Text shown:
▼

Shoes, subways, and cereal

Shoes, subways, and cereal —What’s love got to do with it?

Love must be the most common ingredient.

Gerson Santos, DMin, serves as an associate secretary of the General Conference of Seventh-day Adventists, Silver Spring, Maryland, United States.

A few years ago, my young grand-daughter Sophia came gasping into the living room. “Houston, we have a problem!” she cried. She was paraphrasing what she had heard in church during the sermon when her dad mentioned the episode of the Apollo 13 moon flight crew reporting a major technical problem back to their base in Texas. She concluded, “I can’t find my shoes!”

Yes, Sophia had a problem; way smaller than the moon flight crew, maybe, but it was a big deal for her. As a church, we also have a problem—we need to improve our efforts in finding and nurturing our members. Membership records have reported a staggering number of lost persons. During the last few decades, Seventh-day Adventist membership records reported a loss of 39.25 percent (1965–2014). For every 100 persons who joined the church, 40 left! It is even worse to recognize that more than half of those who left were considered missing or unknown.1 Of those that we did find, 17 percent said they were visited by the local elder, 9 percent said they were visited by the pastor, and 40 percent said nobody ever contacted them.2 It is crucial to reconsider the importance of pastoral care.

▲

Exercises:
**1)** In the shoes, subways, and cereal article, why did Sophia cry out "Houston, we have a problem!"? Answer in one to three sentences.
**2)** Answer these about the shoes, subways, and cereal article:
(a) What position does Gerson Santos hold?
(b) What loss did Seventh-day Adventist membership records report for 1965–2014?
(c) Among the people who left and were found, what percentage said nobody ever contacted them?
**3)** From the shoes, subways, and cereal article, pull out the passage from "Shoes, subways, and cereal —What’s" up to and including "Maryland, United States.".

Data:
▼

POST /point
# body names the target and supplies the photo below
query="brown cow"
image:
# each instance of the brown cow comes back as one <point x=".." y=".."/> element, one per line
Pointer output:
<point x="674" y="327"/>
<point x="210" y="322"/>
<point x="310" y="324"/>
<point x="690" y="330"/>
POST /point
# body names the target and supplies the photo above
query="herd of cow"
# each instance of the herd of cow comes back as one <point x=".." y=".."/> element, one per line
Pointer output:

▲

Answers in order:
**1)** She was repeating what she had heard during the church sermon. In it, her dad mentioned the Apollo 13 crew reporting a major technical problem to their base in Texas. Her own problem was that she couldn't find her shoes.

**2)**
(a) Associate secretary of the General Conference of Seventh-day Adventists
(b) A loss of 39.25 percent
(c) 40 percent

**3)**
Shoes, subways, and cereal —What’s love got to do with it?

Love must be the most common ingredient.

Gerson Santos, DMin, serves as an associate secretary of the General Conference of Seventh-day Adventists, Silver Spring, Maryland, United States.